*Recorded data*.
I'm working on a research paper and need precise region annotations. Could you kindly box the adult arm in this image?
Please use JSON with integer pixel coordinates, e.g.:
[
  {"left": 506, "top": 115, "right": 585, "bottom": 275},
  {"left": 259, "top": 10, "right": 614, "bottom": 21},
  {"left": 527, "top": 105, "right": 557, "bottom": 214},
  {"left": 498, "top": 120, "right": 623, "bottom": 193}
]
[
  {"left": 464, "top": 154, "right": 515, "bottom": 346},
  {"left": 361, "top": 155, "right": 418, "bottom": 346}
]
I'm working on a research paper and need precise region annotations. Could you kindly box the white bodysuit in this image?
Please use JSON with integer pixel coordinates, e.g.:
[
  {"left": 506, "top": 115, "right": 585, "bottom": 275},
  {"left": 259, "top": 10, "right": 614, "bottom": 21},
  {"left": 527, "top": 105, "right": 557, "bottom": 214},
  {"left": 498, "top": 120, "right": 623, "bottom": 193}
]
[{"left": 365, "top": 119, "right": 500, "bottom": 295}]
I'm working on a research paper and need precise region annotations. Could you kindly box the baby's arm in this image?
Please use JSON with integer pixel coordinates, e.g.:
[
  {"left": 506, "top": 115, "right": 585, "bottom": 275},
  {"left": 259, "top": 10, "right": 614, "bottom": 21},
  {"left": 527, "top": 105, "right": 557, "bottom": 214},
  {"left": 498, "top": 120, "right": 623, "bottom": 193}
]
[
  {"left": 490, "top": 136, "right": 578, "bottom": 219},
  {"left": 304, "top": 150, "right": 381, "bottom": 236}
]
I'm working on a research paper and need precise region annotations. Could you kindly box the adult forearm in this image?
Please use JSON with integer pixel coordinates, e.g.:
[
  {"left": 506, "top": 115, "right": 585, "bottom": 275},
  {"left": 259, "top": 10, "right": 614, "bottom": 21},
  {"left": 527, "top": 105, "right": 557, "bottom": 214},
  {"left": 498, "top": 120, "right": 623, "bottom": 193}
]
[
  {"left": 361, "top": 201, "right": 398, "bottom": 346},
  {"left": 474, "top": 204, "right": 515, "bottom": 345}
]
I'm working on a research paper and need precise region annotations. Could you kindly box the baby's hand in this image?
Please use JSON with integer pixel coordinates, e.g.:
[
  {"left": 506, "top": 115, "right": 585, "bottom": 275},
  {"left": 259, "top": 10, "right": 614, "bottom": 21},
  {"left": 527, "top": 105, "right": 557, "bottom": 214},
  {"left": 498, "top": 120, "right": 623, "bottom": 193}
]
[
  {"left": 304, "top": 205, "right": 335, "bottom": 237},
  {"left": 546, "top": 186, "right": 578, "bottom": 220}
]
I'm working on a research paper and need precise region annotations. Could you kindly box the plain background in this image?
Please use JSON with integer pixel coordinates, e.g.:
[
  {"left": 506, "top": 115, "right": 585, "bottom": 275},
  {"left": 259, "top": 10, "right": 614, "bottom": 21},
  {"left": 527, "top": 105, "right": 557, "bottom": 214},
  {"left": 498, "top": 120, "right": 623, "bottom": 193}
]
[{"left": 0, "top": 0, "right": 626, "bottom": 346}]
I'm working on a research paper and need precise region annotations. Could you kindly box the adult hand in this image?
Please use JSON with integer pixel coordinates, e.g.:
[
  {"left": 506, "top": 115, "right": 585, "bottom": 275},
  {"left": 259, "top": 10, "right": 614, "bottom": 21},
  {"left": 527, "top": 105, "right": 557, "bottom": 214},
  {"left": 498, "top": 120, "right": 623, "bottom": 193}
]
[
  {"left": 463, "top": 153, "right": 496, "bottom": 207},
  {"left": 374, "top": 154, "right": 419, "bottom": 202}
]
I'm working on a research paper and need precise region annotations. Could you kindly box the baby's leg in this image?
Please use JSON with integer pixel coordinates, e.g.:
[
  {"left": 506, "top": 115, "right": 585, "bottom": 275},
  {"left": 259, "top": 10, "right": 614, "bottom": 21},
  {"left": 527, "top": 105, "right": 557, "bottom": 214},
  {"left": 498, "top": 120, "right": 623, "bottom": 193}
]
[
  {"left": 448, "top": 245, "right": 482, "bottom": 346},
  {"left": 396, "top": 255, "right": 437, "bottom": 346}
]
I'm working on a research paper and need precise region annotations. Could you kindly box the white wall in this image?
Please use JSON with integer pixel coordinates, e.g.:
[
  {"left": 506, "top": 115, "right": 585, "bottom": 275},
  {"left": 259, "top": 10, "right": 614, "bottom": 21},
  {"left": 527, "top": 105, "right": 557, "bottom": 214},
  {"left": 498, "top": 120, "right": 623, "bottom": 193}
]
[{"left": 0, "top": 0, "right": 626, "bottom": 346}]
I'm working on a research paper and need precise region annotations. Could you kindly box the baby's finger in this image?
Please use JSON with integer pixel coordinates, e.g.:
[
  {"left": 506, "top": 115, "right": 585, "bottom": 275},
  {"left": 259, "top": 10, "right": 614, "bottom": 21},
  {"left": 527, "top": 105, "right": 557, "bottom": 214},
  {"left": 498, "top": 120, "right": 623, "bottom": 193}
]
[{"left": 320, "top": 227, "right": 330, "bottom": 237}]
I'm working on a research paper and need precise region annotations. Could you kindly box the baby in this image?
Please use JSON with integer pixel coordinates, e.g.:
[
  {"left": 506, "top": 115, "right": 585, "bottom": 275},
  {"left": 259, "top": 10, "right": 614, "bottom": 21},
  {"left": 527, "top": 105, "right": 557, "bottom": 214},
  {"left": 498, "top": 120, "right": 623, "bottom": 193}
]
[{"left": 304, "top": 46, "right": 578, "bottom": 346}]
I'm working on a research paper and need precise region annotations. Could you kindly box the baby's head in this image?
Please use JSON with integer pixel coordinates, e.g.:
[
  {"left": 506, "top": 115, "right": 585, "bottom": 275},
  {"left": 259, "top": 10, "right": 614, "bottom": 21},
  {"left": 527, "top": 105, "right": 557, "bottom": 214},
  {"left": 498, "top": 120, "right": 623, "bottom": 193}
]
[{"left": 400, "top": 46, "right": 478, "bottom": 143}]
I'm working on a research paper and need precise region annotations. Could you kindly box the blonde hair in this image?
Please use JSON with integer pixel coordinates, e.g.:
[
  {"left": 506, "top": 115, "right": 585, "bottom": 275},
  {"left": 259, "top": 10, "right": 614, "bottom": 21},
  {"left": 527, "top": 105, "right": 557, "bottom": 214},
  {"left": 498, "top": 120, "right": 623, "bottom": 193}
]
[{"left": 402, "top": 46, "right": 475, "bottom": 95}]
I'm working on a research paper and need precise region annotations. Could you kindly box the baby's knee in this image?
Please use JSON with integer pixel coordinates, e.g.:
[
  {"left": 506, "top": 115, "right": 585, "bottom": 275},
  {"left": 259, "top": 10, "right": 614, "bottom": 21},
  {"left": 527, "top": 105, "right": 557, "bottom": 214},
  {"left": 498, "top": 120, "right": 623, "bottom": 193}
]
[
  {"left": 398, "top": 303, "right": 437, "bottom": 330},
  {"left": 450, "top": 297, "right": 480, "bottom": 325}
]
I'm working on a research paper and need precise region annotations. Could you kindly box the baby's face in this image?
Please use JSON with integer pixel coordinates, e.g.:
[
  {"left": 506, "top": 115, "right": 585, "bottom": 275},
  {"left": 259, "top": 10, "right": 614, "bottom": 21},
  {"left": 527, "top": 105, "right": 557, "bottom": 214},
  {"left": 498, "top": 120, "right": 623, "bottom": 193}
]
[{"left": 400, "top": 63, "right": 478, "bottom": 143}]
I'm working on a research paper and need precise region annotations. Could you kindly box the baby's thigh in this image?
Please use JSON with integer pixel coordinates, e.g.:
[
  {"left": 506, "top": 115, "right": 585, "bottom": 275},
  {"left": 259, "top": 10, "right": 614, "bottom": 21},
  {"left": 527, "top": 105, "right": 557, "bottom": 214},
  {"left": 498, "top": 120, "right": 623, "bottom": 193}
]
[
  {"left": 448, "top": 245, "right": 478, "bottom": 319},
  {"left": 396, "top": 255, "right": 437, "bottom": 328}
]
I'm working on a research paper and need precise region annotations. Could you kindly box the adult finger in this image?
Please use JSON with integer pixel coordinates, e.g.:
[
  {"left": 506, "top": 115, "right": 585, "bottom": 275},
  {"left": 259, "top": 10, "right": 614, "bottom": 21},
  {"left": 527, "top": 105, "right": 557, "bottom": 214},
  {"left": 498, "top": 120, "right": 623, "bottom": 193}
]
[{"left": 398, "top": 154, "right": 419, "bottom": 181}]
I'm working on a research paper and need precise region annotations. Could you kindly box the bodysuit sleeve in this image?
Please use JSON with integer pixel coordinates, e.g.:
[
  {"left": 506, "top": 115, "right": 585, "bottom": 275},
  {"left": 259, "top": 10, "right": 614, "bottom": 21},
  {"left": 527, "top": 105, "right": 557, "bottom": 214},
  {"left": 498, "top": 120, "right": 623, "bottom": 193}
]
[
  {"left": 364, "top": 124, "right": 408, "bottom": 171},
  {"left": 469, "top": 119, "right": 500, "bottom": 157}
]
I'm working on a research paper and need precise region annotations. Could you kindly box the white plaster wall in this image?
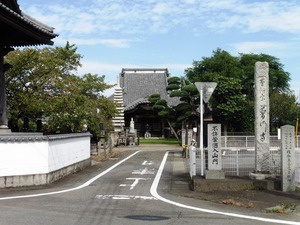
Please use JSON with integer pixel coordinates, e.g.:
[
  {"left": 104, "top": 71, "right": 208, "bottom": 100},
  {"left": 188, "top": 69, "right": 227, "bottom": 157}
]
[
  {"left": 0, "top": 141, "right": 48, "bottom": 176},
  {"left": 0, "top": 132, "right": 90, "bottom": 177},
  {"left": 48, "top": 137, "right": 90, "bottom": 172}
]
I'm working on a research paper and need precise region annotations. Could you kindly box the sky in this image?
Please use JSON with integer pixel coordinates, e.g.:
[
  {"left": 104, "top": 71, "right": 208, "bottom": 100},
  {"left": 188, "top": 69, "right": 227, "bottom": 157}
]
[{"left": 18, "top": 0, "right": 300, "bottom": 97}]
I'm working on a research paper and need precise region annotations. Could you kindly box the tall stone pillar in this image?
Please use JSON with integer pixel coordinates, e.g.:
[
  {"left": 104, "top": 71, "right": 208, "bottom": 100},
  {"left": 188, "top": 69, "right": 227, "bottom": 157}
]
[
  {"left": 0, "top": 49, "right": 8, "bottom": 129},
  {"left": 254, "top": 62, "right": 270, "bottom": 174},
  {"left": 0, "top": 47, "right": 13, "bottom": 133}
]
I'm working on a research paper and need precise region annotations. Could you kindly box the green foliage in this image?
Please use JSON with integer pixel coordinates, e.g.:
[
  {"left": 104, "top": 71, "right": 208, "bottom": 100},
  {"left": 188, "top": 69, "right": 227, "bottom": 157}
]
[
  {"left": 5, "top": 43, "right": 116, "bottom": 134},
  {"left": 185, "top": 49, "right": 297, "bottom": 132}
]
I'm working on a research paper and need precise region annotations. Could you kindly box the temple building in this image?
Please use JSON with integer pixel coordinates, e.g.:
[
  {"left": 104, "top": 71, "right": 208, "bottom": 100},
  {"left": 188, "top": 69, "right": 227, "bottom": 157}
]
[
  {"left": 119, "top": 68, "right": 178, "bottom": 137},
  {"left": 0, "top": 0, "right": 58, "bottom": 132}
]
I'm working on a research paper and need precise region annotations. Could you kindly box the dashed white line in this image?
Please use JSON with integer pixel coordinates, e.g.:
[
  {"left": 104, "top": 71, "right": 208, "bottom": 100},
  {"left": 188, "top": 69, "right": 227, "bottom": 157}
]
[
  {"left": 0, "top": 151, "right": 140, "bottom": 201},
  {"left": 150, "top": 152, "right": 300, "bottom": 225},
  {"left": 96, "top": 195, "right": 157, "bottom": 200}
]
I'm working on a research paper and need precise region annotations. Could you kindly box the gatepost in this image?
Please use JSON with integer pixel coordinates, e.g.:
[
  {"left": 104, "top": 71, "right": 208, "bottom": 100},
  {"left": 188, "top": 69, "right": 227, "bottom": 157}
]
[
  {"left": 205, "top": 124, "right": 225, "bottom": 179},
  {"left": 281, "top": 125, "right": 296, "bottom": 192}
]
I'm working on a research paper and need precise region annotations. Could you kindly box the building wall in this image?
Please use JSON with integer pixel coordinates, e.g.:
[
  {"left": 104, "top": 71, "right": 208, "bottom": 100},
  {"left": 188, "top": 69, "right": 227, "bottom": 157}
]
[{"left": 0, "top": 133, "right": 90, "bottom": 187}]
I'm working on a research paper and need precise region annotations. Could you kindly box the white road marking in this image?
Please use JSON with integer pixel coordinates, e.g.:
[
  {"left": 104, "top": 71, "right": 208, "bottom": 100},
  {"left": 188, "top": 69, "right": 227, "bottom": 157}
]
[
  {"left": 132, "top": 167, "right": 155, "bottom": 175},
  {"left": 96, "top": 195, "right": 157, "bottom": 200},
  {"left": 120, "top": 178, "right": 150, "bottom": 190},
  {"left": 142, "top": 161, "right": 153, "bottom": 166},
  {"left": 0, "top": 151, "right": 140, "bottom": 201},
  {"left": 150, "top": 152, "right": 300, "bottom": 225}
]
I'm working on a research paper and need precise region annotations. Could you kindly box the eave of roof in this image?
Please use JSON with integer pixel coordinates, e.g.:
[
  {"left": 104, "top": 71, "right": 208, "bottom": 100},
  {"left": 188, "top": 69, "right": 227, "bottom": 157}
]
[{"left": 0, "top": 1, "right": 58, "bottom": 47}]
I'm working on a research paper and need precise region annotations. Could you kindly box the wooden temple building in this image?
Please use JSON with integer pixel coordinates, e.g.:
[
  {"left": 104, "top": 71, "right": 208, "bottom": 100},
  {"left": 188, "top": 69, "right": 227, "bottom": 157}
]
[
  {"left": 118, "top": 68, "right": 178, "bottom": 137},
  {"left": 0, "top": 0, "right": 58, "bottom": 132}
]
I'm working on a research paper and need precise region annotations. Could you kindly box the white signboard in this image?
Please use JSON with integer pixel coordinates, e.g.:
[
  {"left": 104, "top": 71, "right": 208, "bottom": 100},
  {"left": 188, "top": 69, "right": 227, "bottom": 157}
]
[{"left": 195, "top": 82, "right": 217, "bottom": 103}]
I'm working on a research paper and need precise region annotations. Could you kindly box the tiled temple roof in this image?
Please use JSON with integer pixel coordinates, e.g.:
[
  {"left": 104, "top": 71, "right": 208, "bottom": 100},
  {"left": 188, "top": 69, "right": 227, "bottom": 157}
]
[
  {"left": 0, "top": 0, "right": 58, "bottom": 47},
  {"left": 120, "top": 68, "right": 178, "bottom": 111}
]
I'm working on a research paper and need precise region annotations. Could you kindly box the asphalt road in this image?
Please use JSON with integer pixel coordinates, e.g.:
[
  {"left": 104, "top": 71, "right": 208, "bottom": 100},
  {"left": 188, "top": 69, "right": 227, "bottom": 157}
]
[{"left": 0, "top": 150, "right": 300, "bottom": 225}]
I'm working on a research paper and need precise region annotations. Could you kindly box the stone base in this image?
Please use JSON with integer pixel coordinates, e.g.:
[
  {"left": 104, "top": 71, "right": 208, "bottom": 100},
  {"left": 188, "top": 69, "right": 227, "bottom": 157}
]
[
  {"left": 249, "top": 172, "right": 276, "bottom": 180},
  {"left": 205, "top": 170, "right": 225, "bottom": 180}
]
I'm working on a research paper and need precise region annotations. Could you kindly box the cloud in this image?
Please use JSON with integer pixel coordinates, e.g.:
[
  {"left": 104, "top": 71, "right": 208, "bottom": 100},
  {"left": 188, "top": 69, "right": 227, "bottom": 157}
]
[
  {"left": 20, "top": 0, "right": 300, "bottom": 39},
  {"left": 232, "top": 41, "right": 287, "bottom": 54}
]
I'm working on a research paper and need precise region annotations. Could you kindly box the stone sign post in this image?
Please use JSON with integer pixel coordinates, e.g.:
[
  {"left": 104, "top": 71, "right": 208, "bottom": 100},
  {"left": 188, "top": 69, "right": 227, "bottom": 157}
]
[
  {"left": 205, "top": 124, "right": 225, "bottom": 179},
  {"left": 281, "top": 125, "right": 296, "bottom": 192},
  {"left": 254, "top": 62, "right": 270, "bottom": 175}
]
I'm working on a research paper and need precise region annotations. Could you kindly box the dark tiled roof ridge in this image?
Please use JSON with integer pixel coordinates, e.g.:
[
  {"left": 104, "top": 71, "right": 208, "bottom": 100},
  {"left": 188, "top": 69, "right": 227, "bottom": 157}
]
[
  {"left": 0, "top": 3, "right": 58, "bottom": 37},
  {"left": 124, "top": 98, "right": 150, "bottom": 111}
]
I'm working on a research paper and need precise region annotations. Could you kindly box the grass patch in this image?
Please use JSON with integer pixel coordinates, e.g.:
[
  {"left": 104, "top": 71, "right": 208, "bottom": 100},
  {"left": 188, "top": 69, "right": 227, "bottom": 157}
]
[
  {"left": 140, "top": 138, "right": 179, "bottom": 145},
  {"left": 266, "top": 203, "right": 297, "bottom": 213}
]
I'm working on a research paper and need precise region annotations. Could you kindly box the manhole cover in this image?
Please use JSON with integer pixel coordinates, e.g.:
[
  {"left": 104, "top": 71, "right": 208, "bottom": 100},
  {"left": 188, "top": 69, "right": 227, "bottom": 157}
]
[{"left": 125, "top": 215, "right": 170, "bottom": 221}]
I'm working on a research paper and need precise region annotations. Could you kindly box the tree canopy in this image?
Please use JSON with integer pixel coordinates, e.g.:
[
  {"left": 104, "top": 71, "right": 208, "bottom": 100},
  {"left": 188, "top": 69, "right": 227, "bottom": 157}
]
[
  {"left": 5, "top": 43, "right": 116, "bottom": 134},
  {"left": 185, "top": 49, "right": 296, "bottom": 132}
]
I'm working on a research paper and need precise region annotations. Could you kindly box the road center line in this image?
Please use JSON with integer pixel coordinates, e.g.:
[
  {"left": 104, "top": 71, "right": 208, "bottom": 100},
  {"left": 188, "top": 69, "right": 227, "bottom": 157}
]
[
  {"left": 150, "top": 152, "right": 300, "bottom": 225},
  {"left": 0, "top": 151, "right": 140, "bottom": 201}
]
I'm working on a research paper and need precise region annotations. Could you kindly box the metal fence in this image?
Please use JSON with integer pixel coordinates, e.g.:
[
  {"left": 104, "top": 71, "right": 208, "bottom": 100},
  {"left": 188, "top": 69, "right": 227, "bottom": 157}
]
[{"left": 190, "top": 136, "right": 300, "bottom": 183}]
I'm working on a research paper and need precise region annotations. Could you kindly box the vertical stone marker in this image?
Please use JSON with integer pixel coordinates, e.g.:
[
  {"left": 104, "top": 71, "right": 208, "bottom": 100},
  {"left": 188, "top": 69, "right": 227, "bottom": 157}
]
[
  {"left": 254, "top": 62, "right": 270, "bottom": 173},
  {"left": 205, "top": 124, "right": 225, "bottom": 179},
  {"left": 281, "top": 125, "right": 296, "bottom": 192}
]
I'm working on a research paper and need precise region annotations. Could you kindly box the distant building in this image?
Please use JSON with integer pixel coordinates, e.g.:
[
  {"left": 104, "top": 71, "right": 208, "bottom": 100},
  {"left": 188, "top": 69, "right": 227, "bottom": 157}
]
[
  {"left": 119, "top": 68, "right": 178, "bottom": 137},
  {"left": 0, "top": 0, "right": 58, "bottom": 130}
]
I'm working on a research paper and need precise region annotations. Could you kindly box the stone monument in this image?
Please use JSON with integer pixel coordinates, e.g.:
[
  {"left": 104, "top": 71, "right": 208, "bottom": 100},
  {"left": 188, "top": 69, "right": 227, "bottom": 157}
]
[
  {"left": 281, "top": 125, "right": 296, "bottom": 192},
  {"left": 254, "top": 62, "right": 270, "bottom": 176},
  {"left": 205, "top": 124, "right": 225, "bottom": 179}
]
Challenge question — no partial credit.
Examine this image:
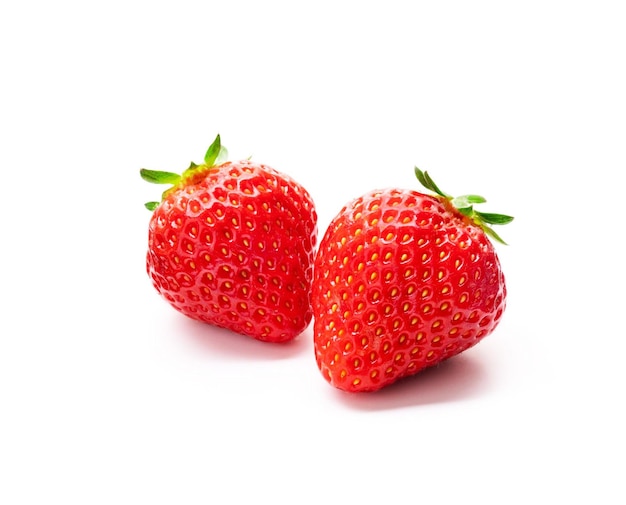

*Exercise task*.
Find every line in the records above that contains the word "hand", and copy each of those lines in full.

*Solution*.
I'm working on a research paper and need precise region annotations. Could you kindly box the baby's hand in this image?
I'm working on a research paper and need precise region annotations. Could you kindly box the adult hand in this image?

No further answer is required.